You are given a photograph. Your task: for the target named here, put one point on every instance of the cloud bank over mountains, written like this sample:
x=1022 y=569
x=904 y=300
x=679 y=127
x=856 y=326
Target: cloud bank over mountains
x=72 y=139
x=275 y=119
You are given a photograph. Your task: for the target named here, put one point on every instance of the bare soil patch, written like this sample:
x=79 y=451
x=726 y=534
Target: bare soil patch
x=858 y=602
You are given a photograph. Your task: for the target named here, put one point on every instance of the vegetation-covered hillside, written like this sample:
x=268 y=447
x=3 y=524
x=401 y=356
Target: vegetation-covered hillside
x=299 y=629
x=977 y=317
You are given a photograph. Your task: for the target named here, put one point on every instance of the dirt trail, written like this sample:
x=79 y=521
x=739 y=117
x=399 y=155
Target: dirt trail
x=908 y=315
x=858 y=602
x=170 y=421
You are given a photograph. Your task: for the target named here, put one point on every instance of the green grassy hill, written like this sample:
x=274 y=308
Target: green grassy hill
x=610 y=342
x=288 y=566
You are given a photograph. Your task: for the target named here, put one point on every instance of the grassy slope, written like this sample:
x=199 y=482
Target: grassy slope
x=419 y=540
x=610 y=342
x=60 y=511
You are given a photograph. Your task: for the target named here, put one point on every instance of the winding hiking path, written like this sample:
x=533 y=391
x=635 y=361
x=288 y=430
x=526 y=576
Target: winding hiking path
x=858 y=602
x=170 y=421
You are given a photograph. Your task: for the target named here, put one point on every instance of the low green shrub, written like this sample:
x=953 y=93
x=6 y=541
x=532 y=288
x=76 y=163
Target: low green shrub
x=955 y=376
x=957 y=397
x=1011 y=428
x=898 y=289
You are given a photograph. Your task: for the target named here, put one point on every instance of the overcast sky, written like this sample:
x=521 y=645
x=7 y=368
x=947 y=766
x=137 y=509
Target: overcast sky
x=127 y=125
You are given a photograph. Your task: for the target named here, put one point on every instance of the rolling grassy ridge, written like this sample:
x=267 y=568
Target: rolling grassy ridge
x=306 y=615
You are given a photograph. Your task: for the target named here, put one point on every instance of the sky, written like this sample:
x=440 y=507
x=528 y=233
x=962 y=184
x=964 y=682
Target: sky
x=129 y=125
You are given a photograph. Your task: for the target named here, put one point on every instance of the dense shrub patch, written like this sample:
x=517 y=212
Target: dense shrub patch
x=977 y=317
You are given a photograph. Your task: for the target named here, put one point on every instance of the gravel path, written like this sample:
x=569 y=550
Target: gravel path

_ _ _ _

(What to work on) Every line of the data should be output exactly as it was given.

(Response below)
You are given a photograph. Your task: for the target named here, put one point on every instance of the cloud bank over mountains, written like this sample:
x=1022 y=569
x=904 y=300
x=679 y=127
x=856 y=326
Target: cloud bank over mountains
x=72 y=139
x=275 y=119
You are given a photograph. Your task: for the target named here, put one point on every instance of the bare soil patch, written like this sample:
x=79 y=451
x=726 y=534
Target: bare soil patch
x=858 y=602
You are given a photograph. Your task: for the target named here, put one point on every instance of the vegetation-covered hillside, written like this sample:
x=268 y=447
x=3 y=524
x=401 y=356
Target: vegetation-covered hillside
x=299 y=629
x=977 y=317
You are given a photograph. Your task: for the target named here, put one point on every instance of the dirt trail, written like this sample:
x=79 y=521
x=739 y=117
x=399 y=155
Target: dirt trail
x=908 y=315
x=858 y=602
x=170 y=421
You are given a photograph. Your task: for the target named here, put one point on every instance of the green grassy hill, written like this sample:
x=274 y=308
Target: green grassy hill
x=610 y=342
x=288 y=566
You are given a photograph. Your task: for the target named here, put one point on every instance of the grassy slope, written like this sample:
x=199 y=482
Target: grassy slope
x=419 y=540
x=610 y=342
x=60 y=511
You are given a photograph. Your task: for the target named here, put one point on every instance of the winding hiking path, written like this sample:
x=533 y=391
x=635 y=361
x=288 y=430
x=526 y=576
Target: winding hiking path
x=858 y=602
x=170 y=421
You are given a photograph. Your task: for the target named here, put one point on every instance of the low green shrub, written like this sample:
x=953 y=93
x=6 y=541
x=532 y=288
x=76 y=163
Target: low green shrub
x=955 y=376
x=957 y=397
x=1011 y=428
x=898 y=289
You are given a photograph. Your task: for the target named here, put one point on every instance of the overcast sky, written like this sample:
x=521 y=645
x=7 y=368
x=947 y=766
x=137 y=509
Target: overcast sky
x=127 y=125
You are given a photograph. Your task: for the target named here, put one point on every instance of the rolling grassy ridge, written like this sample:
x=267 y=568
Target: rolling grassy ridge
x=306 y=615
You are given a photograph. Your task: for the target named here, put one point on every instance of the sky, written like this sample:
x=440 y=507
x=528 y=233
x=962 y=184
x=964 y=682
Target: sky
x=129 y=125
You are given a photograph. Your task: for the target named here, put one point on every instance of the dense shrub patch, written like this sample:
x=517 y=212
Target: dense shrub patch
x=977 y=317
You are given a photograph. Your task: for the target named here, put one point on every instance of the gravel path, written like this sample:
x=569 y=550
Target: gravel path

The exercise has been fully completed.